> _Exercise description_
Say whether each statement agrees with the text on loneliness, answering yes or no and quoting the words of the text that decide it. 1. The person asking has never held hands with anyone. 2. The reply calls this situation rare. 3. The reply suggests making friends before looking for a relationship.

> _Excerpt to read_
········

I know it's bad to think that way
First of all, I'm just going to say that it's not bad. Thoughts are just thoughts. They are not determinants, they are not reality necessarily, and they are not a defining part of you.
I'm a 30years old woman and never have been in a relationship before, never kissed anyone before nor holding hands or anything... I don't know if I want a relationship but there are times I feel so lonely
I don't think this is as rare as it might seem. I actually know several people in this position, including who are older than that too. You shouldn't feel ashamed or like something's wrong with you for this.
The thing about relationships is that they are complicated. Whether you want one or not, you don't have to decide right now before you look for one. If you think you might want a relationship, I'd encourage you to first try to make friends. Find a local activity, a gym or place of worship or weekly dance nights or a cafe even, and start going there regularly to get to meet people.
I might also join a dating app, because you'll be able to interact with people with the screen as a safety line. You're not misleading them if you don't want to end up meeting them; most sites will give you an option to say "figuring out my dating goals" when they ask what you're looking for.

········

> _Entries supplied_
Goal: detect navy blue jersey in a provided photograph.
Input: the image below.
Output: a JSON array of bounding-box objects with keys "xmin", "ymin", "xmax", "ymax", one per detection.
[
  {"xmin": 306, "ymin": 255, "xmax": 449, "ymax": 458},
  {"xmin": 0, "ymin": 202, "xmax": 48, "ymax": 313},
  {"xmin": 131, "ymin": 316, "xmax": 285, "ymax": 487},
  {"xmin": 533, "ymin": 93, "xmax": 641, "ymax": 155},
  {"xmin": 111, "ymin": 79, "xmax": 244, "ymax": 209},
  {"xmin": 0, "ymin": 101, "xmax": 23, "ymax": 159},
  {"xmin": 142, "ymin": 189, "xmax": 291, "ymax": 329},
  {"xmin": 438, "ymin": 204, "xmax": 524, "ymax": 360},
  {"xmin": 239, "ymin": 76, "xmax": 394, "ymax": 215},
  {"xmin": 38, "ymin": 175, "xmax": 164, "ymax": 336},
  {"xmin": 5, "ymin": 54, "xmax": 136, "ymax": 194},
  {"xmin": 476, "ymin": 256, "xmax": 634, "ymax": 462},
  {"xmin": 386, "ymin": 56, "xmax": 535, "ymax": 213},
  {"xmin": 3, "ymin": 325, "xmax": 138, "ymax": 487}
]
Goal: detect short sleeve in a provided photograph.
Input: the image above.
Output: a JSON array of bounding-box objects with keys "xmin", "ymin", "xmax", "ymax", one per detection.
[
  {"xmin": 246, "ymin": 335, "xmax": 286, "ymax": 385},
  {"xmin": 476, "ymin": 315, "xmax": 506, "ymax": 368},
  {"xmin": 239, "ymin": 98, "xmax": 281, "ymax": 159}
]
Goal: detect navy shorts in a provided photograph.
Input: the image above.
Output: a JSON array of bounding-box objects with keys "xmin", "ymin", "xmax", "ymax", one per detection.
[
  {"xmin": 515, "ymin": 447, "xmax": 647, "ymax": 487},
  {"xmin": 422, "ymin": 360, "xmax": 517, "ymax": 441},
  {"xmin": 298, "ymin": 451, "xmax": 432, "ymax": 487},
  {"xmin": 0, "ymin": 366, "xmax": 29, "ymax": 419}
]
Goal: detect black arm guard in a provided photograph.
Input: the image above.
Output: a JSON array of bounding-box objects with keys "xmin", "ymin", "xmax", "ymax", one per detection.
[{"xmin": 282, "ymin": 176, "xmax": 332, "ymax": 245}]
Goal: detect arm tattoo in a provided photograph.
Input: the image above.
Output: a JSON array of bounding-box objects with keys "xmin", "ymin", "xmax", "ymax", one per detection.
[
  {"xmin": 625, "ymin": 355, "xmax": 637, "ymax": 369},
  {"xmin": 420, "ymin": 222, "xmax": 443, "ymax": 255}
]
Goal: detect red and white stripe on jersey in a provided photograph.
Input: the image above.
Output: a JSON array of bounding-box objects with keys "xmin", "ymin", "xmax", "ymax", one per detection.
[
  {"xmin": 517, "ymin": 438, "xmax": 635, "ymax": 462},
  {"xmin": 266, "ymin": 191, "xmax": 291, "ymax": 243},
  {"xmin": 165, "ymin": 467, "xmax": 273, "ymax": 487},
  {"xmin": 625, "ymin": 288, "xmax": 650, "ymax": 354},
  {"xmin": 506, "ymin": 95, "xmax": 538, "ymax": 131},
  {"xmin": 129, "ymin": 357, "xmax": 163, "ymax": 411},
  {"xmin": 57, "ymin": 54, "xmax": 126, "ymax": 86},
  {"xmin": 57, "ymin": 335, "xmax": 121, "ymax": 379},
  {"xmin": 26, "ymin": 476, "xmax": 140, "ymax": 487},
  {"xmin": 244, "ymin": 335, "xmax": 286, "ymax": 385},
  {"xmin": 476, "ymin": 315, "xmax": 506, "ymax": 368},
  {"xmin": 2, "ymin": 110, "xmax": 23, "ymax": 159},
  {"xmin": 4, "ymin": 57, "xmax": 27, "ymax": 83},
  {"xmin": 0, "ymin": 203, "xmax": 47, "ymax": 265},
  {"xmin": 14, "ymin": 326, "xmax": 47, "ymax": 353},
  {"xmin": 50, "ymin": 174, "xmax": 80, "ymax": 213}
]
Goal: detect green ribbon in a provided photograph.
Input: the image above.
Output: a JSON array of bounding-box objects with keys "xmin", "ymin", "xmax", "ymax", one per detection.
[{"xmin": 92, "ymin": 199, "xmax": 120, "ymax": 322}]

········

> _Result_
1. Yes: "never kissed anyone before nor holding hands or anything"
2. No: "I don't think this is as rare as it might seem."
3. Yes: "If you think you might want a relationship, I'd encourage you to first try to make friends."